→ **Record extracts**
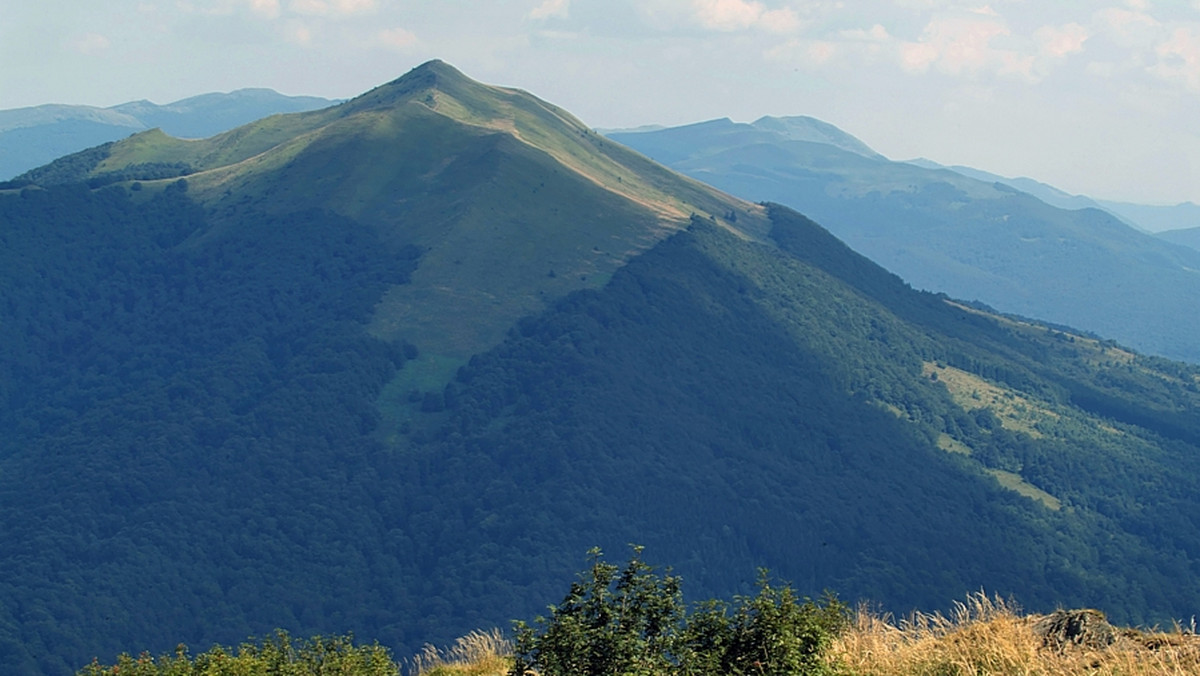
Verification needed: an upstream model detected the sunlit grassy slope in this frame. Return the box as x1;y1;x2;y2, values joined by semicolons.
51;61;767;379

==

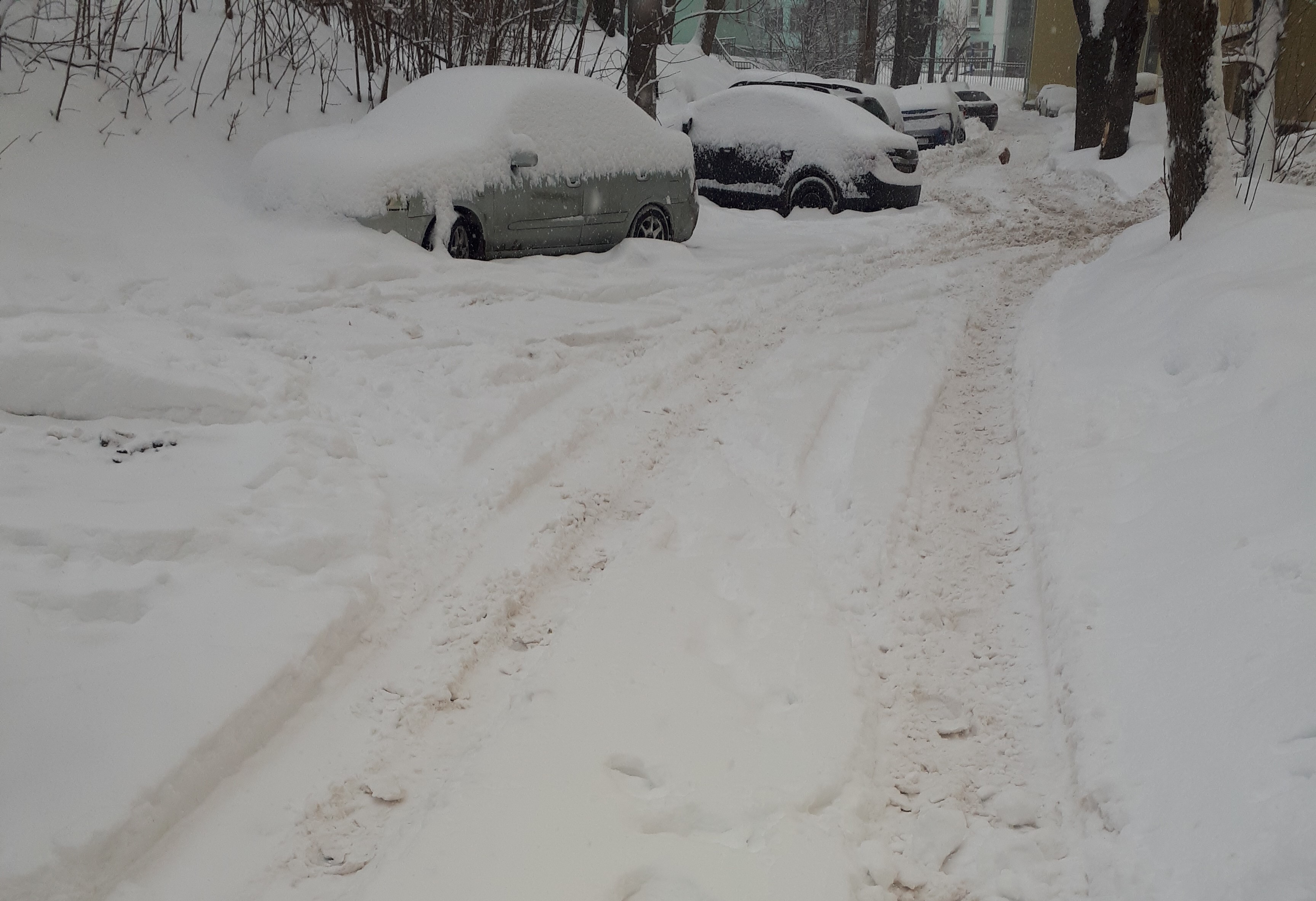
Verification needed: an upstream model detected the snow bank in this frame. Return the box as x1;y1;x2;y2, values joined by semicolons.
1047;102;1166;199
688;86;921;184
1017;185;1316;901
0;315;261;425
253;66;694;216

...

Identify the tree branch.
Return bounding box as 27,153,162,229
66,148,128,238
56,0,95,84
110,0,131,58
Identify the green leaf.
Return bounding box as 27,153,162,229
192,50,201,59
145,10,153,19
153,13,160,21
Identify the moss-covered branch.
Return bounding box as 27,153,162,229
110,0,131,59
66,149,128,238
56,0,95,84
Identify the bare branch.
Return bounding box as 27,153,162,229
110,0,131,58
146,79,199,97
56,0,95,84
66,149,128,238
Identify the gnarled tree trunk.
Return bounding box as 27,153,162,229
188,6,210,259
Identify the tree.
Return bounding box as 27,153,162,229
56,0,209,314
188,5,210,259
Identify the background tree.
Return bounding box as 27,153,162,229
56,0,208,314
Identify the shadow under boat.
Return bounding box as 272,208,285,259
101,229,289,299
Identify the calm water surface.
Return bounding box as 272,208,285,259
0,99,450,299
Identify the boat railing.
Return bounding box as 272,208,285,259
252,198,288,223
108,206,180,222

→ **Exercise goal**
Swap "boat" for "canoe" in the rows from the line with "Identify the tree." up to and including the line with "108,206,180,222", leaving everything else unchanged.

→ **Response**
Identify the tree.
Return bounding box as 27,153,162,229
56,0,209,314
188,5,210,259
Identify the background tree.
Return bounding box as 27,153,162,229
56,0,208,314
Identify the shadow under canoe.
Return bounding box as 272,208,285,259
101,229,289,299
Identify the calm water surface.
Return bounding box as 272,208,285,259
0,99,450,299
Identify the canoe railing.
Return bounding box as 272,208,285,259
252,198,288,223
108,206,180,222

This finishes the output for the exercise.